- _EXERCISE REQUIREMENTS_
1) Transcribe from the article on Greg Sachs the passage that opens with the words containing "Now, after nearly" and closes with "within Hoosier healthcare.".
2) According to the article on Greg Sachs, how many faculty members did the Division of General Internal Medicine have after growing under his leadership?
3) Extend the article on Greg Sachs, beginning after its final sentence.

- _TEXT UNDER STUDY_

As a young physician-scientist, Greg Sachs, MD, was inspired by his own grandmother’s heartbreaking dementia journey to dedicate his career to improving the experiences for patients and families alike.
Four decades later, he’s made remarkable achievements in the palliative and dementia-care fields and has inspired so many others to take up the same cause or pursue their own research passions.
Now, after nearly 20 years of exemplary service to the Indiana University Department of Medicine as its chief of the Division of General Internal Medicine and Geriatrics, Sachs has announced he will retire in June. It’s a change that will allow him to spend more time with his wife and family. What will always remain at the school, however, is his legacy as a mentor and his many achievements within Hoosier healthcare.
Sachs is only the third person to serve as chief of the Division of General Internal Medicine since its inception in 1973. Under his leadership, the division grew from 140 faculty members to more than 340, thanks to the development of the palliative care programs, major expansion of hospital medicine and significant increases in research funding.
In 2023, Sachs earned IU School of Medicine’s Excellence in Faculty Mentoring Award. He said he is most proud of the impact he has had on the career development of so many fellows and junior faculty members. Thirteen of his former mentees have gone on to become division chiefs, associate chiefs, department vice chairs, assistant deans or endowed chairs. Fifteen women were promoted to associate or full professor at IU School of Medicine on his watch.
Sachs’s work and many writings focus on ethical issues in dementia care, including the palliative care of people with dementia. He has published more than 155 articles on the subject. Most notable among those writings was his editorial “Dying from Dementia,” which appeared in The New England Journal of Medicine in 2009.

- _MATERIAL PROVIDED_

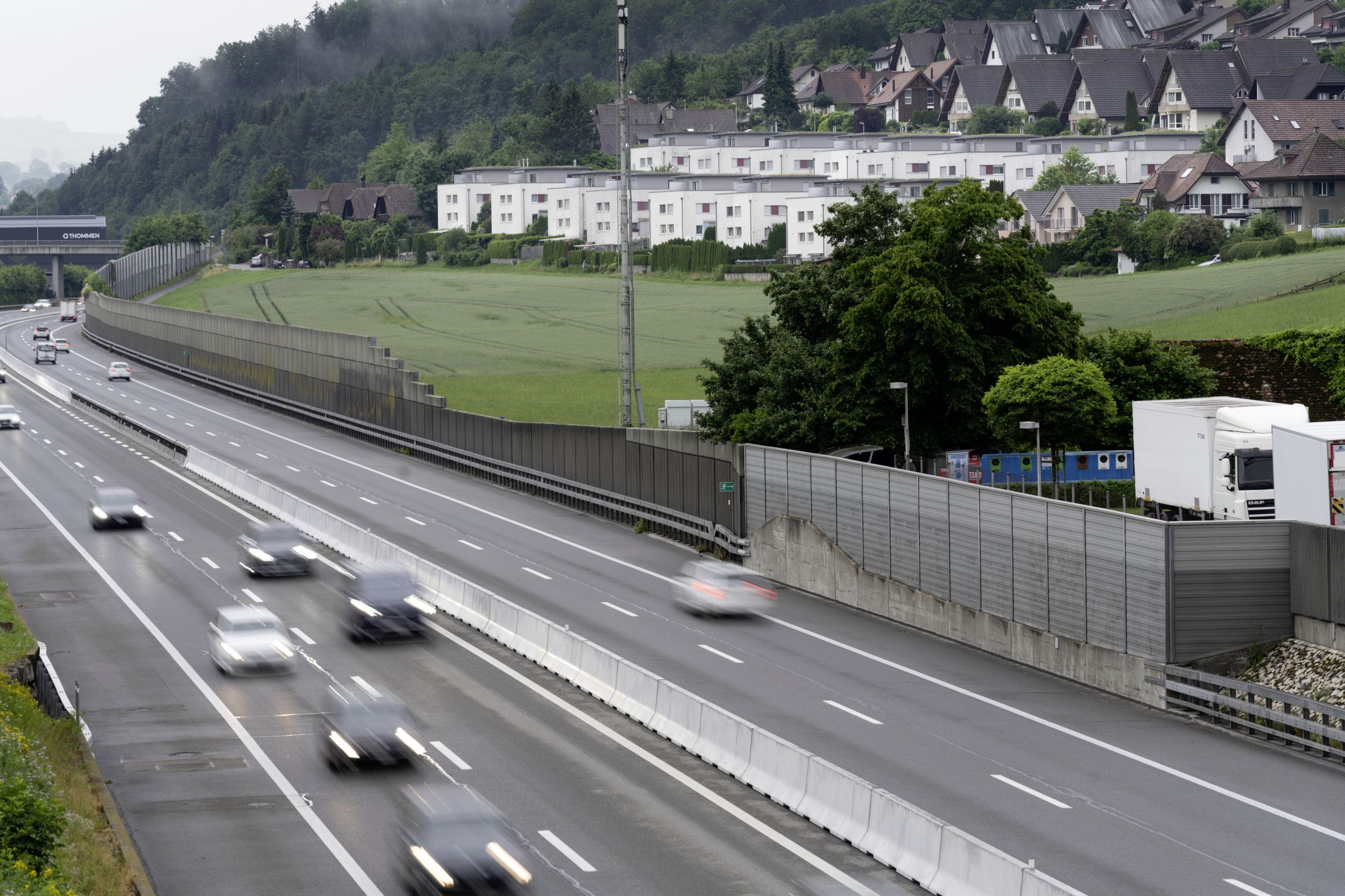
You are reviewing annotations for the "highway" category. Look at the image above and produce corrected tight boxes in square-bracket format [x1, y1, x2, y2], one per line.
[0, 309, 1345, 896]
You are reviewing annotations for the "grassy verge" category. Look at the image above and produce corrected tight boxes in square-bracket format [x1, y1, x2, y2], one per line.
[0, 582, 134, 896]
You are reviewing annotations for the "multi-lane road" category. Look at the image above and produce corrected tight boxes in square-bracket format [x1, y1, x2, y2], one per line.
[0, 309, 1345, 896]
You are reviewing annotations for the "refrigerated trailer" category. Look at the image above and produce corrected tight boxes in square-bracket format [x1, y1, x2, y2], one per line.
[1132, 395, 1307, 520]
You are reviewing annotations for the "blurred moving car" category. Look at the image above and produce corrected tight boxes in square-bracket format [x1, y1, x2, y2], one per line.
[89, 488, 150, 529]
[323, 687, 425, 771]
[672, 560, 777, 616]
[238, 523, 317, 576]
[206, 607, 295, 675]
[342, 565, 435, 641]
[395, 784, 533, 894]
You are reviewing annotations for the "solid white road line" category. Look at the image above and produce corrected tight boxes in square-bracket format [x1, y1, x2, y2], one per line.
[537, 830, 597, 872]
[429, 740, 472, 771]
[697, 644, 742, 663]
[992, 775, 1070, 808]
[822, 700, 882, 725]
[0, 461, 382, 896]
[350, 675, 382, 697]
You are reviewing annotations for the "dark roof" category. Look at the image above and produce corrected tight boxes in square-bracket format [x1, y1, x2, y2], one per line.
[1009, 56, 1075, 115]
[1248, 132, 1345, 180]
[989, 22, 1046, 65]
[1232, 38, 1317, 80]
[1132, 152, 1242, 202]
[1060, 50, 1154, 118]
[1032, 10, 1084, 47]
[901, 32, 943, 69]
[944, 65, 1009, 109]
[1251, 62, 1345, 99]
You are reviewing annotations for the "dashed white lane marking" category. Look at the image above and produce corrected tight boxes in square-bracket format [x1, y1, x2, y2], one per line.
[992, 775, 1070, 808]
[350, 675, 382, 697]
[697, 644, 742, 663]
[429, 740, 472, 771]
[537, 830, 597, 872]
[822, 700, 882, 725]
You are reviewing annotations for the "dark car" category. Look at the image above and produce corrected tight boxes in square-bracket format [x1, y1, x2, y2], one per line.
[89, 488, 150, 529]
[238, 523, 317, 576]
[323, 689, 425, 771]
[342, 565, 435, 641]
[394, 784, 533, 894]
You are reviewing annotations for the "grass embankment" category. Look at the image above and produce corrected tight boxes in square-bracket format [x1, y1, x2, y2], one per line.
[1052, 247, 1345, 339]
[0, 582, 134, 896]
[160, 265, 769, 425]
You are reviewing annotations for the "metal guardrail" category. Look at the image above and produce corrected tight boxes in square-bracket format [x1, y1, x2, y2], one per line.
[1145, 663, 1345, 762]
[83, 328, 751, 556]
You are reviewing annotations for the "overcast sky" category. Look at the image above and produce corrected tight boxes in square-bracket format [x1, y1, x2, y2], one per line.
[0, 0, 332, 136]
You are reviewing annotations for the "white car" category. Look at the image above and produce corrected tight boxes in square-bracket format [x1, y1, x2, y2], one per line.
[207, 607, 295, 675]
[672, 560, 777, 616]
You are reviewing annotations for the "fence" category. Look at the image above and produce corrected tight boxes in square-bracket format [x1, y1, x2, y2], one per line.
[744, 445, 1293, 662]
[94, 242, 211, 298]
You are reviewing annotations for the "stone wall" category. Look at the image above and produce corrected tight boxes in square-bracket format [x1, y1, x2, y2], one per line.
[745, 517, 1165, 708]
[1178, 339, 1345, 419]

- _TASK-BY-TASK OUTPUTS_
1)
Now, after nearly 20 years of exemplary service to the Indiana University Department of Medicine as its chief of the Division of General Internal Medicine and Geriatrics, Sachs has announced he will retire in June. It’s a change that will allow him to spend more time with his wife and family. What will always remain at the school, however, is his legacy as a mentor and his many achievements within Hoosier healthcare.

2) More than 340.

3)
Sachs was the principal investigator for IN-PEACE, a significant randomized clinical trial that reduced emergency room visits and hospitalizations by 50 percent by providing palliative care integrated with state-of-the-art dementia care. Results of IN-PEACE — an acronym for Indiana Palliative Excellence in Alzheimer Care Efforts — were published in JAMA in 2025.
Sachs began his career in Chicago in the 1980s. After attending medical school at Yale University, he returned to the University of Chicago — where he had earned his bachelor’s degree in 1981 — for his residency and fellowships in geriatrics and ethics. He worked on the faculty in Chicago and served as inaugural geriatrics division chief there until joining the faculty at IU School of Medicine as the division chief in 2007.
In addition to his role as division chief, Sachs is also a research scientist for the Indiana University Center for Aging Research at Regenstrief Institute; the Co-Director of the Indiana University Research in Palliative and End-of-Life Communication and Training — or RESPECT — Center; and co-founded the innovative Healthy Aging Brain Center at Eskenazi Health.
His work has been supported by grants from the National Institutes of Health, Centers for Medicare and Medicaid Services, and leading foundations funding research in geriatrics, ethics and palliative care.